Consigne de travail: Reproduisez sans rien changer le passage de l'extrait source ci-dessous qui va de « Juliette a vécu » jusqu'à « veut se retrouver. », ces deux bornes comprises.

Extrait source:
---
Juliette a vécu presque 8 ans sans diagnostic précis, sauf une atteinte neurologique importante. Juliette, c’était une petite fille de 4 mois dans un corps d’une grande fille affligée par la maladie. À 4 ans, après une pneumonie sévère, pour la toute première fois, l’équipe extraordinaire de Ste-Justine nous parle de la transférer en soins palliatifs. On était rendu là, là où aucun parent ne veut se retrouver.
C’est ma maman qui avait entendu parler du Phare. À partir de ce moment, nous avions le choix de poursuivre les soins palliatifs de Juliette à l’hôpital ou de nous déplacer vers Le Phare. Après réflexion, Le Phare c’est l’endroit qui nous offrait d’être ensemble. Toute la famille pouvait venir alors qu’à l’hôpital c’était parfois restreint. Le Phare, c’est un environnement réconfortant, apaisant et moins stressant qu’un centre hospitalier.
---
Items extraits:
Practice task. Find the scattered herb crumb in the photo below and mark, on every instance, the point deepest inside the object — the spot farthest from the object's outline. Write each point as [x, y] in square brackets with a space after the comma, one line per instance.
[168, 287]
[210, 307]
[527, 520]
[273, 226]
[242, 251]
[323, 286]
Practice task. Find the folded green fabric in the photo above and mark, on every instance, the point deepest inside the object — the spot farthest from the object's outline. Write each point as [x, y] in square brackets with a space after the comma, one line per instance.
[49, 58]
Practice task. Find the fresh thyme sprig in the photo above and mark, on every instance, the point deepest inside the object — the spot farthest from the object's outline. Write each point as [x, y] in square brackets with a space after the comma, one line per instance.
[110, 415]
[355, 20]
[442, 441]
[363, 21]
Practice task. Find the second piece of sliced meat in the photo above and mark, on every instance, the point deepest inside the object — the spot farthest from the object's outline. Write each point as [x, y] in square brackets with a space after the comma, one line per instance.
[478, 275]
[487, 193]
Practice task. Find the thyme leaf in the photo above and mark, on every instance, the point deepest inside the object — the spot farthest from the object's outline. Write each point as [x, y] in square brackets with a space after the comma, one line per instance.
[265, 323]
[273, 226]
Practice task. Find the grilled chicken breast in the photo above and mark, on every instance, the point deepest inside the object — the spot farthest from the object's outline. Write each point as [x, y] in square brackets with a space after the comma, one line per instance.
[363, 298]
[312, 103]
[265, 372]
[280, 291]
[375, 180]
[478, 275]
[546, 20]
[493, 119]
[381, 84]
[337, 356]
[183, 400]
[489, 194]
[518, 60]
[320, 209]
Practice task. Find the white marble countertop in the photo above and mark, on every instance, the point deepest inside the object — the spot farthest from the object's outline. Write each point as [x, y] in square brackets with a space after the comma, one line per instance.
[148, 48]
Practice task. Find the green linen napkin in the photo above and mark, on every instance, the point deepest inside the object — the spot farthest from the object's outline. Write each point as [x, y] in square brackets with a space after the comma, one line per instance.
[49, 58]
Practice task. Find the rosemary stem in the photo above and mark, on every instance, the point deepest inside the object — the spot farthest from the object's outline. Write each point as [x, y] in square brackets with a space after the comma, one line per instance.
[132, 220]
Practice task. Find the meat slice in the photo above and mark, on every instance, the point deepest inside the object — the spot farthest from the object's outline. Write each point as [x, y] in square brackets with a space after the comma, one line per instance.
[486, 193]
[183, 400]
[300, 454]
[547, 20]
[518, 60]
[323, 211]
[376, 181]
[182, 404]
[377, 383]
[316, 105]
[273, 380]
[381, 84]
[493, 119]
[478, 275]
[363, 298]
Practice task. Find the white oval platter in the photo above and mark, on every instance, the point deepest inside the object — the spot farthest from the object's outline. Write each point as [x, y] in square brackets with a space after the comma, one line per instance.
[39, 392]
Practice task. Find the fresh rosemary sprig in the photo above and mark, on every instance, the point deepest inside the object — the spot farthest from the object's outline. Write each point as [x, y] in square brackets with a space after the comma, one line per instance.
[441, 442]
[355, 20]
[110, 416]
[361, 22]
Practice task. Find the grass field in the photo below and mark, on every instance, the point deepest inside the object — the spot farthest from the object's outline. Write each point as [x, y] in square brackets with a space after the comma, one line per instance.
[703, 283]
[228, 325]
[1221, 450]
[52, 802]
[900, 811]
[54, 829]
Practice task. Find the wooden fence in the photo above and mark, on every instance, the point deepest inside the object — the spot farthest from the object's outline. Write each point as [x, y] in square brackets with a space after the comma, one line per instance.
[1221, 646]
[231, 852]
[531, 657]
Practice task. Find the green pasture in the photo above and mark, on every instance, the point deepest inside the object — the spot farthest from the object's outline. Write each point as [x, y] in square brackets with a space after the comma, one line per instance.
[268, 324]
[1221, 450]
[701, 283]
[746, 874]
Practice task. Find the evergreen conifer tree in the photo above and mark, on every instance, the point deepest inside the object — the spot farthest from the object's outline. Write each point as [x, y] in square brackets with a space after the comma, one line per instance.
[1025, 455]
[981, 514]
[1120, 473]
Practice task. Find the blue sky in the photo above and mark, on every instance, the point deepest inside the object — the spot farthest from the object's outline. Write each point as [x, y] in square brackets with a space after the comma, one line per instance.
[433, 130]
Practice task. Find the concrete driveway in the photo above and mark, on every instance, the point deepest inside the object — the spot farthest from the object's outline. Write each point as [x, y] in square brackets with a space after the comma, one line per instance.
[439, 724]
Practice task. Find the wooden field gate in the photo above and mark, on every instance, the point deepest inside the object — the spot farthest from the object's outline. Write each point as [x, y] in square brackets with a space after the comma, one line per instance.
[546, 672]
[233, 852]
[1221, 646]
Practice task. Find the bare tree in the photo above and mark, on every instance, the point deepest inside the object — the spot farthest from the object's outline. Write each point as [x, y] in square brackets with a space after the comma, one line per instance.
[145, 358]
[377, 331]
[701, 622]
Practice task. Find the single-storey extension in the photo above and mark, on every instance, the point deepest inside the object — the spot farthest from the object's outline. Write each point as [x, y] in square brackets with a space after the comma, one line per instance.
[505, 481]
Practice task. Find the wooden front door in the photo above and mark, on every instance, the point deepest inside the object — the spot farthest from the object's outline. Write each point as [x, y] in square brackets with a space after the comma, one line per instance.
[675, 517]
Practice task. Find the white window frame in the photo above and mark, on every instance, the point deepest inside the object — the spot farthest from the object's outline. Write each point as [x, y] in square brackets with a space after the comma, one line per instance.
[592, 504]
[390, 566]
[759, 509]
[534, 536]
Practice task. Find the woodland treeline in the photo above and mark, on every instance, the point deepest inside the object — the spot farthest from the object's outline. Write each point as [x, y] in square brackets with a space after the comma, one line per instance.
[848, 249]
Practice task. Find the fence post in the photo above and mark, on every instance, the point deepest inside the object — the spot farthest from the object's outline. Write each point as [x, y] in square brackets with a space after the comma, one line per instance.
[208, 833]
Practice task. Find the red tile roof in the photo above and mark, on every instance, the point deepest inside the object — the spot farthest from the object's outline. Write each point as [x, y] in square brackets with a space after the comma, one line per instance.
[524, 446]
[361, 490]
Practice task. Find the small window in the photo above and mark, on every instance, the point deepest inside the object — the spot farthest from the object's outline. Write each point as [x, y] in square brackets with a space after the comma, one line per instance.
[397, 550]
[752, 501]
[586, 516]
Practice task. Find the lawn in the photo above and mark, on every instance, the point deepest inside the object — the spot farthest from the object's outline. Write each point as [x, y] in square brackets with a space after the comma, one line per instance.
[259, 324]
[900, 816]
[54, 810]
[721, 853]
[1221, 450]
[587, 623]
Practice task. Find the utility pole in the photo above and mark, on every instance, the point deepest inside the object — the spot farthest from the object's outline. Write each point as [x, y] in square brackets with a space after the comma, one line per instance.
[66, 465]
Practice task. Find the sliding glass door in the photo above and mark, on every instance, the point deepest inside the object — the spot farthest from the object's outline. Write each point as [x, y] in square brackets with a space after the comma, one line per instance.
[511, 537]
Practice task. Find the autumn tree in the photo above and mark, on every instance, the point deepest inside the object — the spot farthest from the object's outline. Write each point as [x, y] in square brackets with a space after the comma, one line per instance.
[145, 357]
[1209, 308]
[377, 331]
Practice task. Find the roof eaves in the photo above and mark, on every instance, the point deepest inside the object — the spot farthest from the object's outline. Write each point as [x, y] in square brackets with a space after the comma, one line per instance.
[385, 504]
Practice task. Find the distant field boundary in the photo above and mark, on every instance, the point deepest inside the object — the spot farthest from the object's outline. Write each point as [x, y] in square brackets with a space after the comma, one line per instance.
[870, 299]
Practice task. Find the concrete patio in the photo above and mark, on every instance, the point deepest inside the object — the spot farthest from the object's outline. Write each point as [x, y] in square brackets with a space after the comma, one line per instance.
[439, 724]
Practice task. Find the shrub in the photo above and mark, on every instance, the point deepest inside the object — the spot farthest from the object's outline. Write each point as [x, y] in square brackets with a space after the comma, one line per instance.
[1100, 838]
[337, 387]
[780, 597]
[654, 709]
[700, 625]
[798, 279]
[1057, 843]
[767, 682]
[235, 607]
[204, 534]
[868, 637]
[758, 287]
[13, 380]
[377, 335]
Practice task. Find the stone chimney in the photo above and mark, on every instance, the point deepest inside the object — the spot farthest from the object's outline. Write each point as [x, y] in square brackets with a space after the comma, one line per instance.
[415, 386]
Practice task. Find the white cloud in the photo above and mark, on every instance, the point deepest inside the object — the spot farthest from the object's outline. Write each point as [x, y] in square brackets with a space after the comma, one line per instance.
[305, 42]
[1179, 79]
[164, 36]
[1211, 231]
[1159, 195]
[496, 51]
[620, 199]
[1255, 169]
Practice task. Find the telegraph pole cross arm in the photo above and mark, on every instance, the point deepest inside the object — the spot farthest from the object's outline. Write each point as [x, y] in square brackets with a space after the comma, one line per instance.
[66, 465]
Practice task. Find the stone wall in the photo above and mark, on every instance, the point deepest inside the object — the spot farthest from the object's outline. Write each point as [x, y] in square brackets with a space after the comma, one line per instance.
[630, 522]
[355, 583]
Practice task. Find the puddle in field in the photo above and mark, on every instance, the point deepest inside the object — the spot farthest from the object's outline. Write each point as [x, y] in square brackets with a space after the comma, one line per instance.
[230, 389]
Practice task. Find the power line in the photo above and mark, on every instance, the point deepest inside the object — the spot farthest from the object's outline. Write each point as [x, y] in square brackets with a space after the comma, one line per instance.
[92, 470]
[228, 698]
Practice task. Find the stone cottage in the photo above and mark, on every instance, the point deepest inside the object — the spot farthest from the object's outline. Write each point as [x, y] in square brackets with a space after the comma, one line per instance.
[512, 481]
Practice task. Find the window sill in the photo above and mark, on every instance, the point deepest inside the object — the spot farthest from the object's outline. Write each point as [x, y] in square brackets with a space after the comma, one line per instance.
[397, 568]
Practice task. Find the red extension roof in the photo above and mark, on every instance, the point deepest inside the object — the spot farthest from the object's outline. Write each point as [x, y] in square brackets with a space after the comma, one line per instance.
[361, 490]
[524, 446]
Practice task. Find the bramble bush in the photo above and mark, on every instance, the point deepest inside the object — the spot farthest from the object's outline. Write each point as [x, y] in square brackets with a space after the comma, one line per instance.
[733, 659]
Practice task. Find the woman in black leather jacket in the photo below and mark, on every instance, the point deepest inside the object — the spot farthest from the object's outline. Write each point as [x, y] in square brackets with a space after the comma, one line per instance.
---
Espace de réponse:
Juliette a vécu presque 8 ans sans diagnostic précis, sauf une atteinte neurologique importante. Juliette, c’était une petite fille de 4 mois dans un corps d’une grande fille affligée par la maladie. À 4 ans, après une pneumonie sévère, pour la toute première fois, l’équipe extraordinaire de Ste-Justine nous parle de la transférer en soins palliatifs. On était rendu là, là où aucun parent ne veut se retrouver.